■ Prompt ■
Print the data that follows again, keeping every line exact.

---------------

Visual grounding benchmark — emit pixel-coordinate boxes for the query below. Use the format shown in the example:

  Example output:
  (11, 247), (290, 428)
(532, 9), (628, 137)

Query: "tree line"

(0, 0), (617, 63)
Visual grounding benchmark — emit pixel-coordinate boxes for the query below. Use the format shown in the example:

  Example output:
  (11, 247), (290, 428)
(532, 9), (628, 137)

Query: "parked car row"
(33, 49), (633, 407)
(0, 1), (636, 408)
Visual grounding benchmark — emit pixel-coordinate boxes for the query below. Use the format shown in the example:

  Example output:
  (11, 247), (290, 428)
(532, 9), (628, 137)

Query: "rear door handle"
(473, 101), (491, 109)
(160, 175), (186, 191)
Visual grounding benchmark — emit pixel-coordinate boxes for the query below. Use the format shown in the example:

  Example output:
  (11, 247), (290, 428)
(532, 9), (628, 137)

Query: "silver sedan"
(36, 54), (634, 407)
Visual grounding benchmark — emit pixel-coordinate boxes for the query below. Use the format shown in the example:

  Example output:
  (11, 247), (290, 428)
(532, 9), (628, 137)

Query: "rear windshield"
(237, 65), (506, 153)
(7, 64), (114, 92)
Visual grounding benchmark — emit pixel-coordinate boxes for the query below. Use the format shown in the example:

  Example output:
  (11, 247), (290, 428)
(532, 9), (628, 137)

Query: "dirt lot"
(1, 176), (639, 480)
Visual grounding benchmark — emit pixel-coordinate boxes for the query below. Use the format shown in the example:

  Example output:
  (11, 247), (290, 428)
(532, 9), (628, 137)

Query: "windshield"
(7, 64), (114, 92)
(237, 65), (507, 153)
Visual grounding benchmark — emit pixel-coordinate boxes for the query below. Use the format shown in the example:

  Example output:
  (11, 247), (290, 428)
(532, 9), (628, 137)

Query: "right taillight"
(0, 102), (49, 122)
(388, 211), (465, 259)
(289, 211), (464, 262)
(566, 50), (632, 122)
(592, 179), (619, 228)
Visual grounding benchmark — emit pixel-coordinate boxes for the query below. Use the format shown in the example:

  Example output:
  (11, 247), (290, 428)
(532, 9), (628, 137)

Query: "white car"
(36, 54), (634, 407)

---------------

■ Your solution ■
Visual grounding benchmark — emit pixel-coordinate boxes for the query below. Use the format shown in the example:

  Example output:
  (11, 247), (290, 428)
(532, 9), (628, 137)

Query: "tree line"

(0, 0), (617, 63)
Visual grounding benchmark — emit pixel-coordinate boxes for the query below. Use the format shown in the example:

  Example output:
  (11, 247), (290, 428)
(532, 9), (628, 137)

Query: "parked car row"
(33, 49), (633, 407)
(0, 1), (636, 408)
Visual grounding benchmark — emit pixel-coordinate boxes for the query below. Use the format shown in the example:

  Example output:
  (11, 247), (290, 428)
(532, 9), (628, 137)

Query: "rear door handle"
(473, 101), (491, 109)
(160, 175), (186, 191)
Visual grounding benchmark — emit pixel-coordinate boxes for the query below. Use the format shown in the example:

  Example output:
  (11, 247), (290, 428)
(532, 9), (628, 137)

Query: "silver sedan"
(36, 54), (634, 407)
Visual grounding benchmark — emit pixel-coordinate boxes for the query below. Use the format shown in the example:

  Example output:
  (11, 247), (290, 428)
(532, 9), (628, 137)

Query: "rear windshield"
(237, 65), (506, 153)
(7, 64), (114, 92)
Visual grounding benchmark — emit pixel-coordinate boxes for the query below. Use the format shown in the example:

  Example output:
  (11, 247), (290, 428)
(532, 9), (628, 137)

Query: "dirt lot"
(1, 176), (639, 480)
Visual grounding benchmark — emit pixel-coordinate boxes for the query below. Use the format shown in the example:

  Example output:
  (11, 247), (290, 428)
(532, 9), (628, 137)

Query: "windshield"
(7, 64), (114, 92)
(237, 65), (507, 153)
Visual grounding benchmark — emit pixel-coordinate boxes for the query below. Use the format shown in the example:

  Example output:
  (11, 247), (290, 428)
(532, 9), (628, 137)

Query: "right taillight"
(0, 102), (49, 122)
(388, 211), (465, 259)
(289, 211), (464, 262)
(566, 50), (632, 122)
(592, 179), (619, 228)
Visual grounding benchmark — emit pixel-coordinate boxes for the query below. Use the format shown in the example:

  Example output:
  (11, 247), (290, 428)
(532, 9), (628, 137)

Query: "white car"
(36, 54), (634, 407)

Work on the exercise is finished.